§ To do
List every line in the records below that contains the string "vent". Case counts.

§ Information provided
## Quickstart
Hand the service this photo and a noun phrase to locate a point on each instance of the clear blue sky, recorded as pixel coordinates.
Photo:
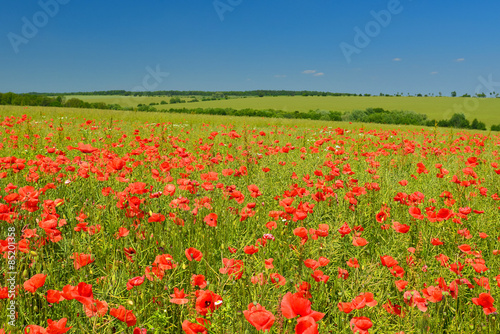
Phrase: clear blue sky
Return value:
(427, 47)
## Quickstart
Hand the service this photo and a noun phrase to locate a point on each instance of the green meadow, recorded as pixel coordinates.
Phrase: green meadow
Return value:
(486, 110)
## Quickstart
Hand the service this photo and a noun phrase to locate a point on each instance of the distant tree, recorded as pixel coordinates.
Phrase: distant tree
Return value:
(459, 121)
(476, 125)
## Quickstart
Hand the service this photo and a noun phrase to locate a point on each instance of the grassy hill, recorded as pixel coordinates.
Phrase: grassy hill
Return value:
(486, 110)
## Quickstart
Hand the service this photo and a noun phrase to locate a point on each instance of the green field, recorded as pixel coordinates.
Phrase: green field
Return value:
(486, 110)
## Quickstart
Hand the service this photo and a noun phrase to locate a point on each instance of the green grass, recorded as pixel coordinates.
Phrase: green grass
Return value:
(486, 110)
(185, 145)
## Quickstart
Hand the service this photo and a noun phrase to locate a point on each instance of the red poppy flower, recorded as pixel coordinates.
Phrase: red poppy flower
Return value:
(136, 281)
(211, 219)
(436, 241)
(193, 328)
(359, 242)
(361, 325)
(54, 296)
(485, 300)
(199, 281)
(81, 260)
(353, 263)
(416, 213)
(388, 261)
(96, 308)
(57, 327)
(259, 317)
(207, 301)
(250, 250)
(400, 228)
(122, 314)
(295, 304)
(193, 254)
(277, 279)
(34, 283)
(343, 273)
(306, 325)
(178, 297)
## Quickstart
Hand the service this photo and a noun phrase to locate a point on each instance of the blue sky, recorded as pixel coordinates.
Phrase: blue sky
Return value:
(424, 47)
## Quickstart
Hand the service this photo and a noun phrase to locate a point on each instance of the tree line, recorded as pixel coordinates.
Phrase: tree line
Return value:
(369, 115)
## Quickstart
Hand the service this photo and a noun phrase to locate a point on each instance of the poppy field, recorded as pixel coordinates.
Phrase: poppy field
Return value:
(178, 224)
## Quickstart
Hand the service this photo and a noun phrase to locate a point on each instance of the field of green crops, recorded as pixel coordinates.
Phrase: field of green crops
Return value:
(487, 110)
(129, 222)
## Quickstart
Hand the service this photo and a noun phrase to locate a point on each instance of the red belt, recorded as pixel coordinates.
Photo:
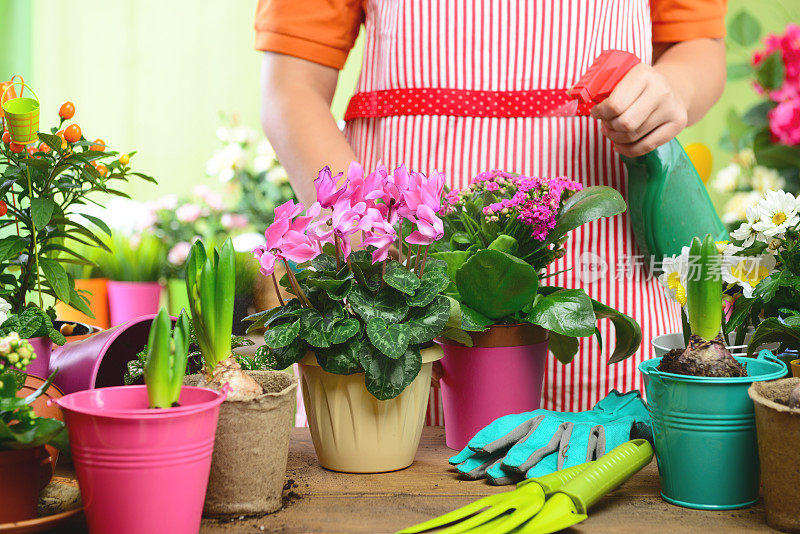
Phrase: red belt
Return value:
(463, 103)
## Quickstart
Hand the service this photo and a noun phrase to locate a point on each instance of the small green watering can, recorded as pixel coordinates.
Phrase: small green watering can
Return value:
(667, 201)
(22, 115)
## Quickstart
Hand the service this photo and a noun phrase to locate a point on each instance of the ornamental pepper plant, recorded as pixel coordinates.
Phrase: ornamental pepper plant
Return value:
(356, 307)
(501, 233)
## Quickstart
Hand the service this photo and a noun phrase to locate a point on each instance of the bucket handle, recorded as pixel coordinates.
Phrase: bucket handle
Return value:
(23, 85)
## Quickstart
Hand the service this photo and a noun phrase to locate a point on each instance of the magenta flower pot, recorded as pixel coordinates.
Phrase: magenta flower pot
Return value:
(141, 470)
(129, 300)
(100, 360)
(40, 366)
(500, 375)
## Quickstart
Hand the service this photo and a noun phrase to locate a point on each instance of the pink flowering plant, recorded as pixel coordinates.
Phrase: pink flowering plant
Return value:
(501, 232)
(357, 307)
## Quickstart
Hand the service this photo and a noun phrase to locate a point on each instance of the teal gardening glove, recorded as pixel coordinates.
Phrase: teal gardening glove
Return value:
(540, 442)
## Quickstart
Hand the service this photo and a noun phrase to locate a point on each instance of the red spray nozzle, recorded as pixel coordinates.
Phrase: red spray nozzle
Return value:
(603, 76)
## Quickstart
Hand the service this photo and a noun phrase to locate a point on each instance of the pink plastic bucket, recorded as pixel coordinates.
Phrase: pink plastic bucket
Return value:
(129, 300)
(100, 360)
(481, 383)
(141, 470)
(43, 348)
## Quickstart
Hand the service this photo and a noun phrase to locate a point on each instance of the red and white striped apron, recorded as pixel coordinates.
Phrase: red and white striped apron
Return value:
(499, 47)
==
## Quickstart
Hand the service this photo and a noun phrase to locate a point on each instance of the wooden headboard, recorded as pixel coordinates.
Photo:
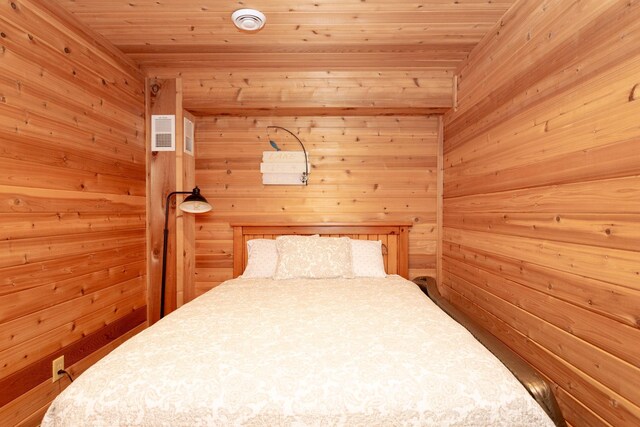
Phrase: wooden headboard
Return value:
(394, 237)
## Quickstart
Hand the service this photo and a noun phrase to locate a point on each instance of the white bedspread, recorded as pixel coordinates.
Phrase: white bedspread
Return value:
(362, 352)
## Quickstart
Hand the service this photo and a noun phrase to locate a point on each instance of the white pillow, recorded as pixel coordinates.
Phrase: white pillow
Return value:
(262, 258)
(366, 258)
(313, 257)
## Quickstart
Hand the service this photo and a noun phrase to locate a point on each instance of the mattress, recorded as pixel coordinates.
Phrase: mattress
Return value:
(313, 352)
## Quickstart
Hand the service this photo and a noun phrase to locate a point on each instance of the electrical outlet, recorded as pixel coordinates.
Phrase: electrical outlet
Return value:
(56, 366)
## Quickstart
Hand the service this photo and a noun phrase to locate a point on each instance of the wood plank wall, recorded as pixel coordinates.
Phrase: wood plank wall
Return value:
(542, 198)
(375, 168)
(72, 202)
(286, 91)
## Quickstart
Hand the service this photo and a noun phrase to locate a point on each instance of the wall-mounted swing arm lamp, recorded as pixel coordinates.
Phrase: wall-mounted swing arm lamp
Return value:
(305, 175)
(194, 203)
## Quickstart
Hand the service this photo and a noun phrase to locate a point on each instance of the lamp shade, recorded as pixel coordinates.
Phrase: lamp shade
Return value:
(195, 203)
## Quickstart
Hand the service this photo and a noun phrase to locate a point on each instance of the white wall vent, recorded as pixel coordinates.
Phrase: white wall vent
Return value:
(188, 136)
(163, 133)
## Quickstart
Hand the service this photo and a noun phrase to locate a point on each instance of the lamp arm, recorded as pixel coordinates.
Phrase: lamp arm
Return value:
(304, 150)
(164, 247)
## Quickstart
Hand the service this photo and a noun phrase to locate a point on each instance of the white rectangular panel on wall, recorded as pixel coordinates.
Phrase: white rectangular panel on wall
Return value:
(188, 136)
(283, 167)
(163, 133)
---
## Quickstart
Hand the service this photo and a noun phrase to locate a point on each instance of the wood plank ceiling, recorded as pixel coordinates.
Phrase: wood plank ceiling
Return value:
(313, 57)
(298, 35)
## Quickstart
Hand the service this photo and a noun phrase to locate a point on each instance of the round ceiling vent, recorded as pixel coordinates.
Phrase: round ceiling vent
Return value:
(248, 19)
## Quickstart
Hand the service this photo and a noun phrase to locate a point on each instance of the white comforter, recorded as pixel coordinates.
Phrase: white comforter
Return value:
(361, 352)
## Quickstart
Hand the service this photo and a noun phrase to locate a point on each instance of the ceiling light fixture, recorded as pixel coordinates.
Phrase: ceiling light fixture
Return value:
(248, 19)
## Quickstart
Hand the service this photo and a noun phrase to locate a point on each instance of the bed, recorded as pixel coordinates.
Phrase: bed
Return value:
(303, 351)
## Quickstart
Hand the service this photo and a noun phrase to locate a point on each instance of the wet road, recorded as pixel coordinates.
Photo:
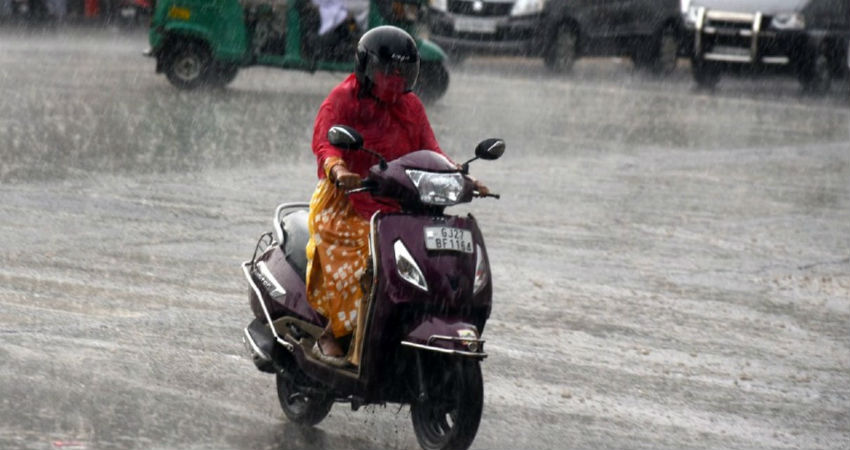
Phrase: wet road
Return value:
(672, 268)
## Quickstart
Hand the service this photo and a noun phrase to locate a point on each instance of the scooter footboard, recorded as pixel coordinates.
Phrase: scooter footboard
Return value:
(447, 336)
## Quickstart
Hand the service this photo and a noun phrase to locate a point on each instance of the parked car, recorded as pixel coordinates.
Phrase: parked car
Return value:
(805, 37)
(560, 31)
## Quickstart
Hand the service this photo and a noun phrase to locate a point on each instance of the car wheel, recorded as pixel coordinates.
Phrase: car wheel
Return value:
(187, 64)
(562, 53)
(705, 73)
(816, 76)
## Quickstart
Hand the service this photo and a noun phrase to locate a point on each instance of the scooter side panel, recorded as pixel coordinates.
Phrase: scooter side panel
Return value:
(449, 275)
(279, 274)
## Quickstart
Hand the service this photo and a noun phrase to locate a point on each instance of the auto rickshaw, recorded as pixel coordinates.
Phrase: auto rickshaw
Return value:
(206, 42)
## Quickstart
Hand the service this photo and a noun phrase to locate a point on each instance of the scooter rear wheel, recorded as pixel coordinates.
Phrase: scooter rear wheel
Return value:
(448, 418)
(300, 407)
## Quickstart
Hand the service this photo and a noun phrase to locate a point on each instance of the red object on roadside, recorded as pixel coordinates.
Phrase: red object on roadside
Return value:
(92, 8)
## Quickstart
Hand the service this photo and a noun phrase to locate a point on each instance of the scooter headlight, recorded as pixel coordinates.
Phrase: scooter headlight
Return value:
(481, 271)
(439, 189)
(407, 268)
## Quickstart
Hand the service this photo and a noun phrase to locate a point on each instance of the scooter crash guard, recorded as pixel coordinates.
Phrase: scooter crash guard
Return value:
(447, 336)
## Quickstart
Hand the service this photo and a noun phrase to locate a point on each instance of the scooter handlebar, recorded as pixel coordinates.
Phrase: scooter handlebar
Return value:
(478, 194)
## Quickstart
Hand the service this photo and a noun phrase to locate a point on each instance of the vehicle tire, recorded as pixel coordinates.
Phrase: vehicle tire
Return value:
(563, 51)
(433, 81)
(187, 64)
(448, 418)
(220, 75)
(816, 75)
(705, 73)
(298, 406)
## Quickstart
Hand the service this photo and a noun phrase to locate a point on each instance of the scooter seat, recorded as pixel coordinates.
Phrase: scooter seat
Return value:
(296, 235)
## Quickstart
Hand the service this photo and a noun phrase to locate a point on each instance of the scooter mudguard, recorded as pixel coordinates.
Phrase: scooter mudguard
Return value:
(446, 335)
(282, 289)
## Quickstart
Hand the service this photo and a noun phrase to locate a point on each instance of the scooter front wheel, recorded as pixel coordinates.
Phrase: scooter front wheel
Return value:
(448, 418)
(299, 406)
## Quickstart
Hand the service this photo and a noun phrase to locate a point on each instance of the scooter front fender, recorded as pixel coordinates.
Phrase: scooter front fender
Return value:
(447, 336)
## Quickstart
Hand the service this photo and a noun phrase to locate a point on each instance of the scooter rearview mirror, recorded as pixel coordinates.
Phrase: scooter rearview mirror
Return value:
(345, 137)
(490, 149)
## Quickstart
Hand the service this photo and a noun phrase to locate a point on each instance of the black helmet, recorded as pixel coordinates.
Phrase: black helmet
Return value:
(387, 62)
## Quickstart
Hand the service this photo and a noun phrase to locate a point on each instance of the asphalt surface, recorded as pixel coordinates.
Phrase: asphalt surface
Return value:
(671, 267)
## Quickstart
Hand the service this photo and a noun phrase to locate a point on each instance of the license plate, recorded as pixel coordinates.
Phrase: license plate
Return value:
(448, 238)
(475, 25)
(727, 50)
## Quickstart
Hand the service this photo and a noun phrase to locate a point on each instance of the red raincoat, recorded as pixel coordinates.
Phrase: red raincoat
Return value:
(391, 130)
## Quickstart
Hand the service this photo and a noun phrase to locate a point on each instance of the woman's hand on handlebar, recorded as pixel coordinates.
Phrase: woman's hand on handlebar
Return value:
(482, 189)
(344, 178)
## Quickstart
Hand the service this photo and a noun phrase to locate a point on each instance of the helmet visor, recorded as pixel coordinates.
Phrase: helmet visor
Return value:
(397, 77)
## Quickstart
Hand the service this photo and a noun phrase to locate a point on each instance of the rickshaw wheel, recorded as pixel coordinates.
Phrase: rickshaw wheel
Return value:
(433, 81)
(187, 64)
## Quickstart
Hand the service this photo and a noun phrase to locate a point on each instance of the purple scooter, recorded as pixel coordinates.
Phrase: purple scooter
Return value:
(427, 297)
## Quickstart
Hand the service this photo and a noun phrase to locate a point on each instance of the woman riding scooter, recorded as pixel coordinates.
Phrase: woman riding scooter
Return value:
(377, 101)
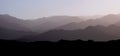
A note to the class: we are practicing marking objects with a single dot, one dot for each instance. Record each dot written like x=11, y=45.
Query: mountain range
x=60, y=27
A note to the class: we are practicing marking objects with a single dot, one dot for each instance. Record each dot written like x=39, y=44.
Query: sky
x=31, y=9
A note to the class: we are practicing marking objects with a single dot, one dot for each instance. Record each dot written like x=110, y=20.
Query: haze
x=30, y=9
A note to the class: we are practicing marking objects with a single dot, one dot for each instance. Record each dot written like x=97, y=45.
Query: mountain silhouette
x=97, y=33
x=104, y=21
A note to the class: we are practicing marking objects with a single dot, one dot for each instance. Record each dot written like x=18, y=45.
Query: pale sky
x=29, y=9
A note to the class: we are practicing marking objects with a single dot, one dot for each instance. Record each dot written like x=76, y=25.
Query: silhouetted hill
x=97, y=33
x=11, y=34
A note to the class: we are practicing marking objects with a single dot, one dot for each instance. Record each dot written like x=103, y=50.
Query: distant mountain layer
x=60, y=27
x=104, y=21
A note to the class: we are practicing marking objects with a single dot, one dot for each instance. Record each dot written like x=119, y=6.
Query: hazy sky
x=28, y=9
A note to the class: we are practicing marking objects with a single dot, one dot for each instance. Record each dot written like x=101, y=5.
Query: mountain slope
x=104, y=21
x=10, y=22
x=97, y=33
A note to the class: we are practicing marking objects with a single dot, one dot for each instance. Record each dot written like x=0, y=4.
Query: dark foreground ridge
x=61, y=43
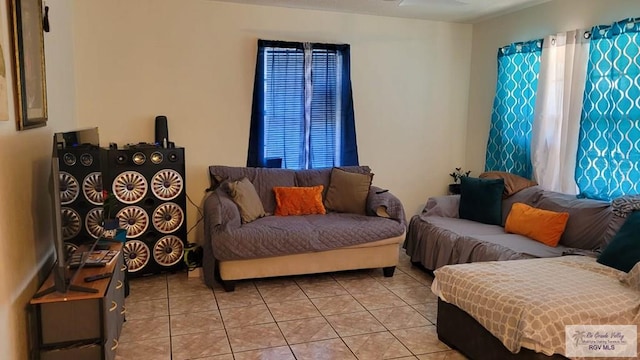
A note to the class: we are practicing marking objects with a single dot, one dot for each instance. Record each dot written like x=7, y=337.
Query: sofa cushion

§ Result of this task
Hand the service this photo and a noun phrase to locate a point on each instance of the white wall vent, recorded as pixel coordinates.
Phrase: white wall vent
Hand the service this photo and a noun phrase to locate a point on each instance of the round ceiling vent, recorded as pixel coordinates.
Phrase: round ceiling vent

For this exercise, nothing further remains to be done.